- **Brief A**: According to the guidance on rehearings for warrants, under which section of the Magistrates' Court Act 1989 (Vic) can a client apply to have the warrant recalled and cancelled?
- **Brief B**: Pick up the guidance on applying for a rehearing of warrants after its final sentence and carry it on.

- **Given passage**:
Apply for a rehearing – warrants

If the client was sentenced under s 165(3)(e) of the Fines Reform Act 2014 (Vic) (FRA), they can apply to have the matter reheard under s 167 of the FRA on the basis that:

  1. At the time of hearing, the person (a) had a mental or intellectual impairment, disorder, disease or illness; or (b) without limiting (a) the person had special circumstances applied to the person, which were not taken into account or was not before the Magistrates’ Court at the time of the s 165 hearing; or
  2. At the time of the s 165 hearing, evidence was not taken into account or before the Magistrates’ Court so as to make the decision to imprison the person in default excessive, disproportionate and unduly harsh.

If the client was sentenced under s 165(3)(e) of the FRA, a client can apply to have the warrant recalled and cancelled under s 58 of the Magistrates’ Court Act 1989 (Vic).

- **Data shown**:

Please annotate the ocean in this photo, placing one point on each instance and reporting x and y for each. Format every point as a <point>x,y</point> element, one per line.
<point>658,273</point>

- **Exercise answer A**: Section 58.

- **Exercise answer B**:
These applications for rehearing involve presentation of detailed affidavit material from the client, including supporting material provided by treating professionals, support workers or character referees.

Any warrant to imprison issued under s 165A(2)(a) of the FRA must be recalled and cancelled on the filing of an application for rehearing (s 167(5)(a) of the FRA). Similarly, any instalment order under s 165A(1) of the FRA will be stayed on filing an application for rehearing (s 167(6)(a) of the FRA).

If the Court is satisfied on the balance of probabilities that a ground in s 167(3) of the FRA has been established, the Court may cancel the order and exercise any power available under s 165 of the FRA (s 168 of the FRA).

If the application is struck out or refused, the warrant to imprison may be reissued (s 168(2)(b) of the FRA).

If the client fails to appear at the time fixed for the rehearing of the matter and the rehearing is struck out, they may re-apply if they first obtain the leave of the court (ss 167(4) and 168(4) of the FRA).